▶ _Stored data_

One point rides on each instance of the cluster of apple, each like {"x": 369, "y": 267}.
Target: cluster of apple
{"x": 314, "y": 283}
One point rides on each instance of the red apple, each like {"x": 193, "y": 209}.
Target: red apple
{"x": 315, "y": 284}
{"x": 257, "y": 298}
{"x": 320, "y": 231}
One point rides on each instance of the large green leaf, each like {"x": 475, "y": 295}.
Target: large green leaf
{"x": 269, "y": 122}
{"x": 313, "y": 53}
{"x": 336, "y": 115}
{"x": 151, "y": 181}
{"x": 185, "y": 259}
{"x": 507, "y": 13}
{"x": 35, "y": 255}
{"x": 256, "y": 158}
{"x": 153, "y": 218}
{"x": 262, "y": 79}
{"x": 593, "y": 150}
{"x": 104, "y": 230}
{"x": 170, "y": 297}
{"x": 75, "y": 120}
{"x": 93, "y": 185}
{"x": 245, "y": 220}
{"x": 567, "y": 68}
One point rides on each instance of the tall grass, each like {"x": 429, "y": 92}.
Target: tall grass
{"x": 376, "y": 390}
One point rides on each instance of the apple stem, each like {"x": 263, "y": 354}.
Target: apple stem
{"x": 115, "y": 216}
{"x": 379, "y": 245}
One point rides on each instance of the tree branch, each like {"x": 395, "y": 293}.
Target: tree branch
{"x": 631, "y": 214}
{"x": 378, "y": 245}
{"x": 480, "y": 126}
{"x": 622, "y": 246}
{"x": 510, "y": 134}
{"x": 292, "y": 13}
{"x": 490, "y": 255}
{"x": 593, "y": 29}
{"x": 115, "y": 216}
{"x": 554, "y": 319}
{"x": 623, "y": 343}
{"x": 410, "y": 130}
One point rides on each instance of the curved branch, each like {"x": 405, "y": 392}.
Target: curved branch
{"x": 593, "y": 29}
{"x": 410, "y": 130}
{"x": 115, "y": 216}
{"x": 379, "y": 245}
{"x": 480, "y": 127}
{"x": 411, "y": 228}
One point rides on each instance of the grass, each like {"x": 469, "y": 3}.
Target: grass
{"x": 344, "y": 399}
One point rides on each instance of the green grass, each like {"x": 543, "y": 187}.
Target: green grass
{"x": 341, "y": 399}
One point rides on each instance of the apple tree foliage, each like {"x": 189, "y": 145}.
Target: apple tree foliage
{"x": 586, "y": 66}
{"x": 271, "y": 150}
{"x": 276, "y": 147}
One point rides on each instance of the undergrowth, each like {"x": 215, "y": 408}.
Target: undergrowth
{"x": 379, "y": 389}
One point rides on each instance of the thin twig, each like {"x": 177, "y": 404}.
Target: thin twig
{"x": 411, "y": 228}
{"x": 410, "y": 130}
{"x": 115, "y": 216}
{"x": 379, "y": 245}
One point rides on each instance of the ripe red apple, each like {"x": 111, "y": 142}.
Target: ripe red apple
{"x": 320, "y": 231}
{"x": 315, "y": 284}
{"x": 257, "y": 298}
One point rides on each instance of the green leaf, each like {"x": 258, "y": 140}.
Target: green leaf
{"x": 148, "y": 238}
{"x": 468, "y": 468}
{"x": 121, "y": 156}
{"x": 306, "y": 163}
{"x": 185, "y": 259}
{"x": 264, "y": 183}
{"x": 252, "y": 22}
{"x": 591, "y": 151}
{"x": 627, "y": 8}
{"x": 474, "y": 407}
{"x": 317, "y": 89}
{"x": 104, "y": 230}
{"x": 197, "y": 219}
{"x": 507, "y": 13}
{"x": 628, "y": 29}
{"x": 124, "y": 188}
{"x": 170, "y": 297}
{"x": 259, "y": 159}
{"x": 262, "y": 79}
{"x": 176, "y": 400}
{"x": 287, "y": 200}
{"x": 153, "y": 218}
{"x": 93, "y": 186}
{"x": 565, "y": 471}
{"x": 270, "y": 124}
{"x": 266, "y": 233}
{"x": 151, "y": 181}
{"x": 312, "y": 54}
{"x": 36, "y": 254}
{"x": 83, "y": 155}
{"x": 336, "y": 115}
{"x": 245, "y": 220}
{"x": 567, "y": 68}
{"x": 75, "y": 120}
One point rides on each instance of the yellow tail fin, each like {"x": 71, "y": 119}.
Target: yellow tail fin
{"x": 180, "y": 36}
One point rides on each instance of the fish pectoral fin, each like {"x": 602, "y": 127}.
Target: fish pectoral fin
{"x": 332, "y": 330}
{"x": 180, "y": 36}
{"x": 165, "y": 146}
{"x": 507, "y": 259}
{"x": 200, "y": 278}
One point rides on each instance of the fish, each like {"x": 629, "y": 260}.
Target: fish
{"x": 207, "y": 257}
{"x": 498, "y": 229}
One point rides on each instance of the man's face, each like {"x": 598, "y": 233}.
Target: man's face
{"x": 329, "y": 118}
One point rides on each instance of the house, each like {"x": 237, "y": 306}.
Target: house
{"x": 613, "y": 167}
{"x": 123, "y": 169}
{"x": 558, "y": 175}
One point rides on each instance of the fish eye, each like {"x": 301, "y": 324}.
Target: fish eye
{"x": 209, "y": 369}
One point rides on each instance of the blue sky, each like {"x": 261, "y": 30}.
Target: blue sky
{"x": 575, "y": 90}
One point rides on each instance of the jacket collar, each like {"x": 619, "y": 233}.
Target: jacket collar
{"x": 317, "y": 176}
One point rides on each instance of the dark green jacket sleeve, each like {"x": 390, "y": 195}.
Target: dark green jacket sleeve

▶ _Problem details_
Copy every one of the records above, word for word and line for line.

▶ _Answer to this exercise_
One point rides on each instance of the cluster of apple, each like {"x": 369, "y": 267}.
Target: cluster of apple
{"x": 314, "y": 283}
One point rides on each instance of the red apple, each like {"x": 193, "y": 209}.
Target: red apple
{"x": 315, "y": 284}
{"x": 257, "y": 298}
{"x": 320, "y": 231}
One point rides on each instance of the large green leaf, each like {"x": 475, "y": 295}.
Target: large green leaf
{"x": 269, "y": 122}
{"x": 313, "y": 53}
{"x": 336, "y": 115}
{"x": 151, "y": 181}
{"x": 185, "y": 259}
{"x": 507, "y": 13}
{"x": 35, "y": 255}
{"x": 256, "y": 158}
{"x": 153, "y": 218}
{"x": 262, "y": 79}
{"x": 593, "y": 150}
{"x": 104, "y": 230}
{"x": 170, "y": 297}
{"x": 75, "y": 120}
{"x": 93, "y": 185}
{"x": 245, "y": 220}
{"x": 567, "y": 68}
One point rides on each instance of the tall grass, each like {"x": 429, "y": 92}.
Target: tall grass
{"x": 376, "y": 390}
One point rides on each instance of the apple stem, each like {"x": 263, "y": 354}.
Target: apple stem
{"x": 115, "y": 216}
{"x": 379, "y": 245}
One point rides on each instance of the tree branch, each like {"x": 395, "y": 293}.
Target: tree branch
{"x": 631, "y": 214}
{"x": 378, "y": 245}
{"x": 480, "y": 126}
{"x": 622, "y": 246}
{"x": 510, "y": 134}
{"x": 292, "y": 13}
{"x": 490, "y": 255}
{"x": 593, "y": 29}
{"x": 115, "y": 216}
{"x": 554, "y": 319}
{"x": 623, "y": 343}
{"x": 410, "y": 130}
One point rides on each instance of the curved branch, each like {"x": 405, "y": 392}.
Target: curved branch
{"x": 593, "y": 29}
{"x": 410, "y": 130}
{"x": 115, "y": 216}
{"x": 379, "y": 245}
{"x": 480, "y": 127}
{"x": 411, "y": 228}
One point rides on each instance of the grass, each like {"x": 469, "y": 3}.
Target: grass
{"x": 344, "y": 399}
One point rides on each instance of the green grass, each like {"x": 543, "y": 187}.
Target: green grass
{"x": 341, "y": 399}
One point rides on each instance of the apple tree foliage, each like {"x": 189, "y": 145}.
Target: apple tree foliage
{"x": 586, "y": 66}
{"x": 271, "y": 150}
{"x": 276, "y": 147}
One point rides on each instance of the undergrowth, each like {"x": 215, "y": 408}.
Target: undergrowth
{"x": 379, "y": 389}
One point rides on each instance of the thin twig, each like {"x": 177, "y": 404}.
Target: thin twig
{"x": 411, "y": 228}
{"x": 410, "y": 130}
{"x": 115, "y": 216}
{"x": 379, "y": 245}
One point rides on each instance of the ripe red apple, each like {"x": 111, "y": 142}.
Target: ripe red apple
{"x": 320, "y": 231}
{"x": 315, "y": 284}
{"x": 257, "y": 298}
One point rides on each instance of the green leaf, each like {"x": 258, "y": 140}.
Target: green leaf
{"x": 148, "y": 238}
{"x": 468, "y": 468}
{"x": 121, "y": 156}
{"x": 306, "y": 163}
{"x": 185, "y": 259}
{"x": 264, "y": 183}
{"x": 252, "y": 22}
{"x": 591, "y": 151}
{"x": 627, "y": 8}
{"x": 474, "y": 407}
{"x": 317, "y": 89}
{"x": 104, "y": 230}
{"x": 197, "y": 219}
{"x": 507, "y": 13}
{"x": 628, "y": 29}
{"x": 124, "y": 188}
{"x": 170, "y": 297}
{"x": 259, "y": 159}
{"x": 262, "y": 79}
{"x": 176, "y": 400}
{"x": 287, "y": 200}
{"x": 153, "y": 218}
{"x": 93, "y": 186}
{"x": 565, "y": 471}
{"x": 270, "y": 124}
{"x": 266, "y": 233}
{"x": 151, "y": 181}
{"x": 312, "y": 54}
{"x": 36, "y": 254}
{"x": 83, "y": 155}
{"x": 336, "y": 115}
{"x": 245, "y": 220}
{"x": 567, "y": 68}
{"x": 75, "y": 120}
One point rides on each instance of the yellow tail fin, each like {"x": 71, "y": 119}.
Target: yellow tail fin
{"x": 180, "y": 36}
One point rides on each instance of the fish pectoral fin, each like {"x": 602, "y": 127}.
Target: fish pectoral fin
{"x": 332, "y": 330}
{"x": 180, "y": 36}
{"x": 165, "y": 146}
{"x": 507, "y": 259}
{"x": 200, "y": 278}
One point rides on each instance of the fish, each like {"x": 629, "y": 260}.
Target: fish
{"x": 207, "y": 257}
{"x": 498, "y": 229}
One point rides on each instance of the man's face, each like {"x": 598, "y": 233}.
Target: man's face
{"x": 329, "y": 118}
One point rides on each instance of the house, each like {"x": 237, "y": 306}.
Target: house
{"x": 613, "y": 167}
{"x": 123, "y": 169}
{"x": 558, "y": 175}
One point rides on each instance of the fish eye, each like {"x": 301, "y": 324}.
Target: fish eye
{"x": 209, "y": 369}
One point rides on each instance of the blue sky, each like {"x": 261, "y": 30}.
Target: blue sky
{"x": 575, "y": 90}
One point rides on each instance of the jacket collar, each like {"x": 619, "y": 233}.
Target: jacket collar
{"x": 317, "y": 176}
One point rides on each instance of the dark green jacket sleeve, each like {"x": 390, "y": 195}.
Target: dark green jacket sleeve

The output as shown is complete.